TEXTE SOURCE:
%%

Fondation Veeska : un artiste doit-il se faire un nom
Un artiste doit-il forcément se faire un nom ?
Que l’on soit un peintre sur vrai toile avec de la vraie peinture ; ou un conceptuel pur et dur défendant les avantages acquis du Duchampisme ; ou un prétendant à jouer dans la cour des grands, ceux pour qui l’art c’est aussi les dollars… Dans tous les cas, petits et grands, chacun cherche à se faire un nom. Pour subsister tant bien que mal ; pour la gloire et la fortune. Ou pour vivre en faisant ce qu’on a envie de faire tout simplement.
Chacun veut se faire un nom ? Pas tout à fait. Il est possible qu’il existe des artistes qui créent pour créer, pas pour vendre, et même pas pour se faire connaître ou reconnaître. Des artistes qui créent comme on se nourrit pour ne pas mourir.
Ça ne veut pas dire que chercher à vendre sa peinture, c’est dégoûtant. Mais on peut supposer que des gens créent comme d’autres méditent ou prient, et ne cherchent pas plus à se faire un nom ou vendre leur œuvres qu’un mystique ne met ses méditations sur le marché.
Et moi et moi et moi. Je suis un artiste. C’est moi qui l’ai fait. En 1917, Duchamp signe son fameux urinoir. En 1949, Yves Klein signe le ciel. De nombreux petits maîtres conceptuels ont signé des tas de trucs depuis. Par exemple, je lis dans Artension n°105 que Jean-Daniel Berclaz signe des points de vue. Une démarche assez poétique, par ailleurs. Justement, je rêve d’un renversement de point de vue : au lieu qu’un artiste signe quelque chose qu’il n’a pas fait, qu’il ne signe pas quelque chose qu’il a fait. Qu’il nous donne à voir une œuvre, en montrant ce courage surhumain à notre époque : le courage de se soustraire à ce désir universel d’être célèbre 15 minutes prophétisé par Warhol.
Le geste de Duchamp avait un sens dans son contexte : 1917, les gens raisonnables au pouvoir à cette époque envoyaient des milliers de jeunes gens à l’abattoir. La culture artistique classique qui faisait le vernis culturel de cette bonne société méritait bien cette pissotière. La bonne société d’aujourd’hui, celle des Pinault, Arnault, Gagosian, Koons, que mérite-t-elle ?

%%

ENTRÉES:

%%

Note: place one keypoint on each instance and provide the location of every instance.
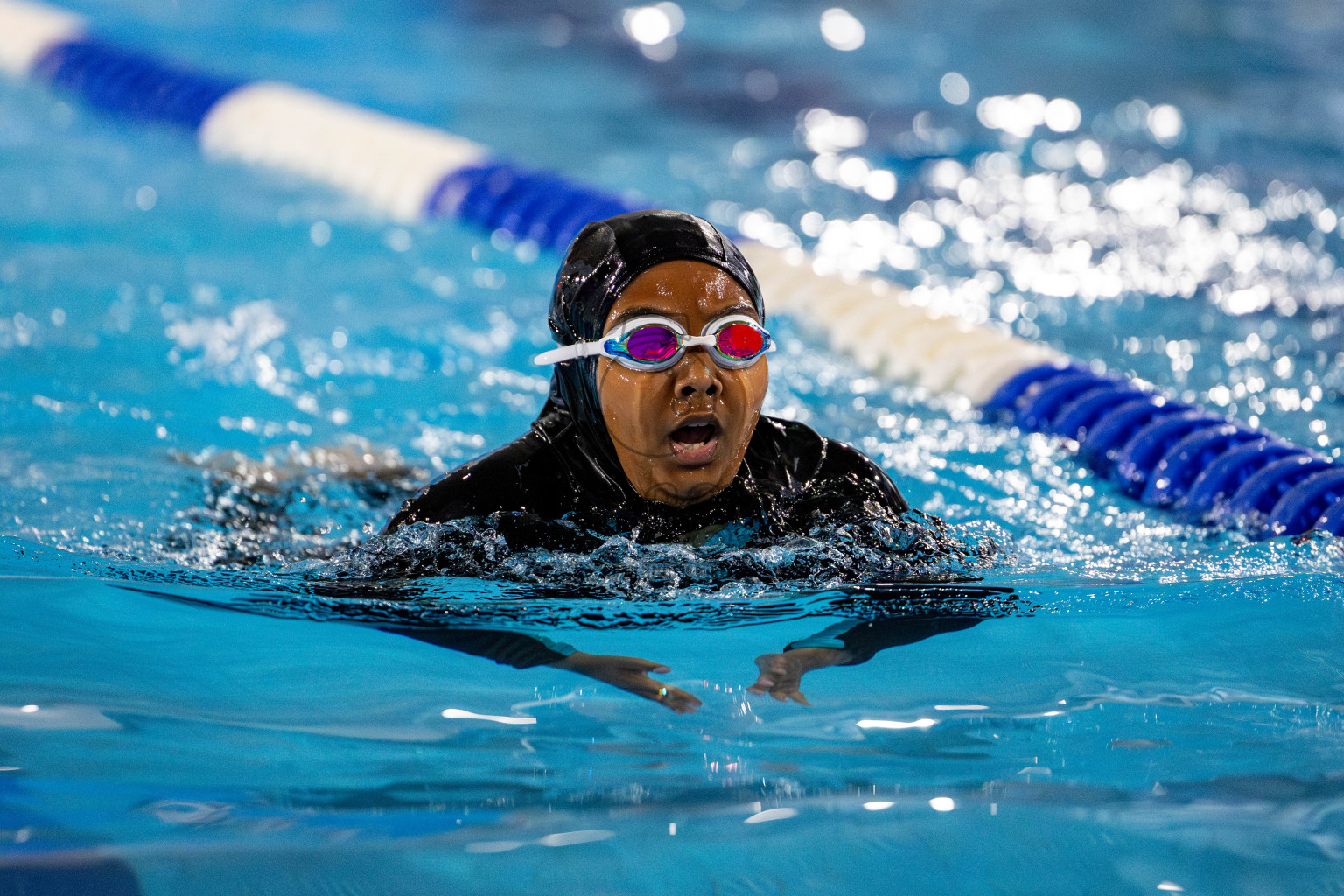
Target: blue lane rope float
(1206, 468)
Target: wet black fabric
(566, 466)
(599, 263)
(790, 480)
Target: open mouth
(692, 444)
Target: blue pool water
(215, 386)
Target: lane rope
(1205, 466)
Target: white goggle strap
(570, 352)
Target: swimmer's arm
(631, 673)
(845, 644)
(506, 648)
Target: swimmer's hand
(631, 673)
(781, 673)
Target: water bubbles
(1063, 116)
(1166, 124)
(955, 88)
(825, 132)
(840, 30)
(654, 29)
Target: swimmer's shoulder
(820, 464)
(522, 476)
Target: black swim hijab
(599, 263)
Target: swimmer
(654, 421)
(654, 426)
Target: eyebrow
(656, 312)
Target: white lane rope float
(1164, 453)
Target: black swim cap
(599, 263)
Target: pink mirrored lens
(651, 344)
(741, 340)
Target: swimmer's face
(680, 434)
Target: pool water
(215, 386)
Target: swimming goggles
(657, 343)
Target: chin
(682, 489)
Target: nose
(696, 375)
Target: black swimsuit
(790, 479)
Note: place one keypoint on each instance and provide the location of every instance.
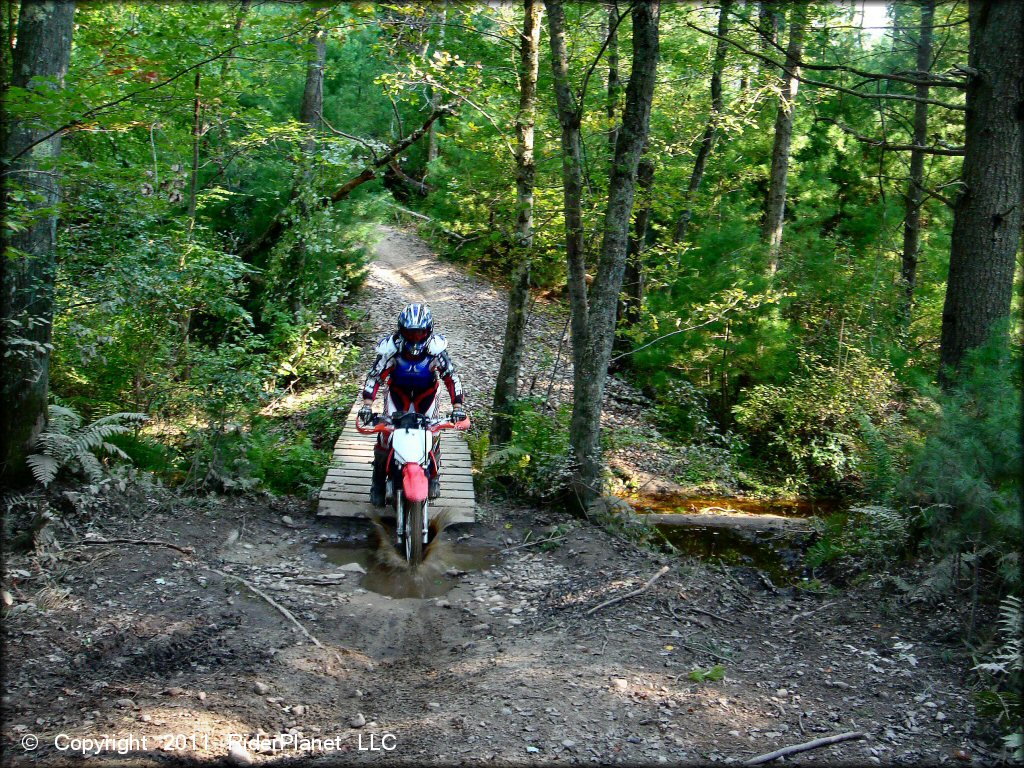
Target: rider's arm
(381, 369)
(446, 372)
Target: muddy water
(388, 573)
(778, 552)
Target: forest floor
(513, 665)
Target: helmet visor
(415, 335)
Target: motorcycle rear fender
(414, 482)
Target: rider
(411, 360)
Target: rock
(239, 755)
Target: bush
(811, 428)
(537, 461)
(968, 468)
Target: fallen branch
(785, 751)
(138, 542)
(634, 593)
(530, 544)
(285, 611)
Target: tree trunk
(775, 209)
(633, 279)
(507, 385)
(28, 261)
(614, 83)
(711, 130)
(768, 23)
(986, 232)
(595, 351)
(915, 184)
(569, 119)
(311, 114)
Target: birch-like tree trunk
(778, 179)
(631, 302)
(569, 119)
(592, 352)
(915, 184)
(28, 260)
(986, 235)
(311, 114)
(507, 385)
(711, 129)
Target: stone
(239, 755)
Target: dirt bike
(411, 437)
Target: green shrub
(536, 462)
(968, 470)
(811, 427)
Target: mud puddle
(388, 573)
(769, 535)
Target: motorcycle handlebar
(383, 424)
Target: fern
(66, 443)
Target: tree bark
(507, 385)
(915, 184)
(631, 303)
(986, 232)
(614, 82)
(711, 130)
(778, 179)
(595, 350)
(28, 261)
(569, 119)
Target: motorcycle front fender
(414, 482)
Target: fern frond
(44, 468)
(510, 452)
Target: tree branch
(832, 86)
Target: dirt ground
(168, 655)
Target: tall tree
(631, 302)
(915, 184)
(506, 387)
(711, 129)
(594, 323)
(28, 261)
(778, 177)
(986, 232)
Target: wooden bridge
(346, 489)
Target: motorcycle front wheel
(414, 532)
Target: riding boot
(379, 478)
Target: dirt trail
(507, 668)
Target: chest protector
(413, 376)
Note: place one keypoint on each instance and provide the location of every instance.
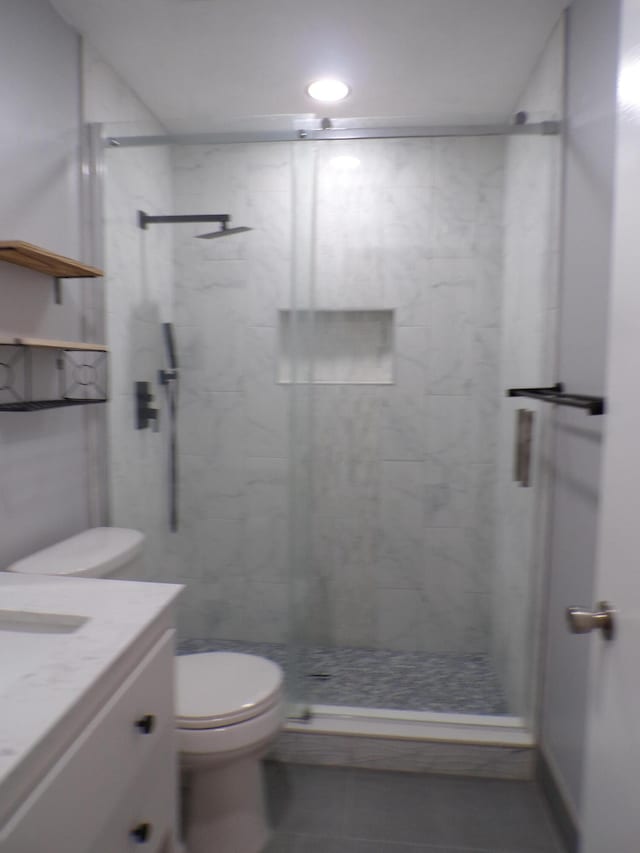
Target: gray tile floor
(339, 810)
(379, 678)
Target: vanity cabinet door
(145, 819)
(68, 806)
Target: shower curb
(493, 761)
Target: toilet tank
(99, 552)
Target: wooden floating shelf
(40, 405)
(39, 259)
(45, 343)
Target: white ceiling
(200, 64)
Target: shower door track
(543, 128)
(487, 730)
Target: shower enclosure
(345, 446)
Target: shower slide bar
(559, 397)
(520, 128)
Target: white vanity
(87, 752)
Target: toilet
(229, 707)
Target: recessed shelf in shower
(336, 347)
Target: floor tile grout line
(410, 845)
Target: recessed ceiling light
(328, 90)
(344, 161)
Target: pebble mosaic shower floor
(406, 681)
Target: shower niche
(336, 347)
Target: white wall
(589, 165)
(527, 359)
(43, 467)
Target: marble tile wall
(527, 359)
(404, 475)
(138, 290)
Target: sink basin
(29, 640)
(25, 622)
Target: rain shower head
(223, 218)
(223, 231)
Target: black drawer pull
(146, 724)
(142, 833)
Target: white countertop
(38, 697)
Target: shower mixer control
(146, 414)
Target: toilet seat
(216, 690)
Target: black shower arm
(144, 219)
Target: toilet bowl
(229, 707)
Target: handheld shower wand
(169, 378)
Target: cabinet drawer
(88, 780)
(148, 806)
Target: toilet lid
(219, 688)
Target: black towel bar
(557, 395)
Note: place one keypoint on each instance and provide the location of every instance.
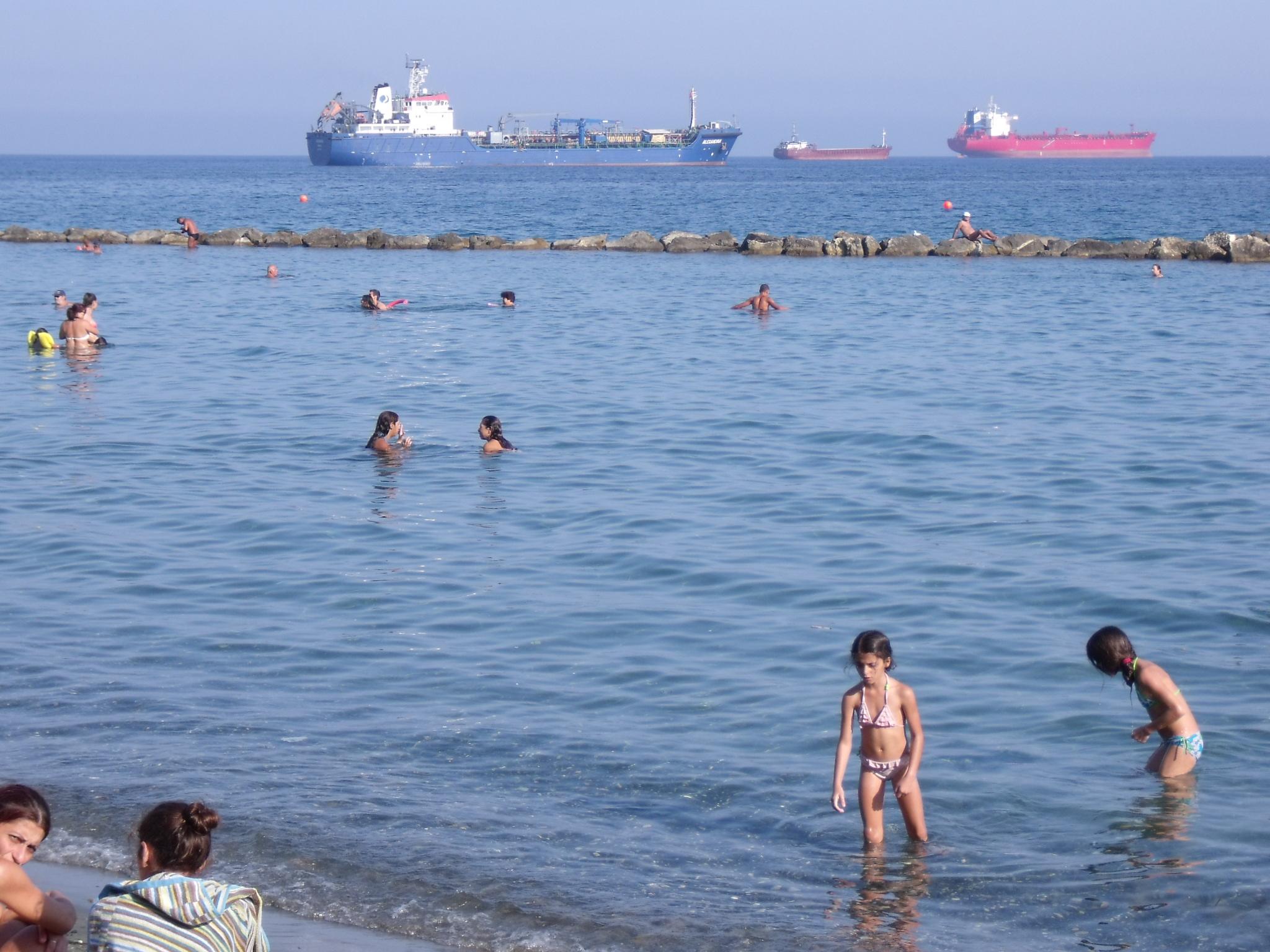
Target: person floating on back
(389, 428)
(491, 430)
(33, 919)
(371, 301)
(761, 302)
(172, 907)
(886, 752)
(1180, 742)
(190, 230)
(964, 229)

%%

CONSIGNES:
[a] Indiquez si chacune des affirmations suivantes concorde avec le texte source en répondant par oui ou par non et en citant les mots décisifs du texte : (i) Duchamp a signé son urinoir en 1917 ; (ii) Yves Klein a signé le ciel en 1959 ; (iii) l'auteur estime que chercher à vendre sa peinture est dégoûtant.
[b] Relevez tous les noms que le texte source cite pour représenter la bonne société d'aujourd'hui.
[c] D'après le texte source, que signe Jean-Daniel Berclaz ?
Ce matériel n'a aucun rapport avec le texte source.

RÉPONSES FOURNIES:
[a]
(i) Oui : « En 1917, Duchamp signe son fameux urinoir. »
(ii) Non : « En 1949, Yves Klein signe le ciel. »
(iii) Non : « Ça ne veut pas dire que chercher à vendre sa peinture, c’est dégoûtant. »

[b] Pinault, Arnault, Gagosian, Koons

[c] Il signe des points de vue.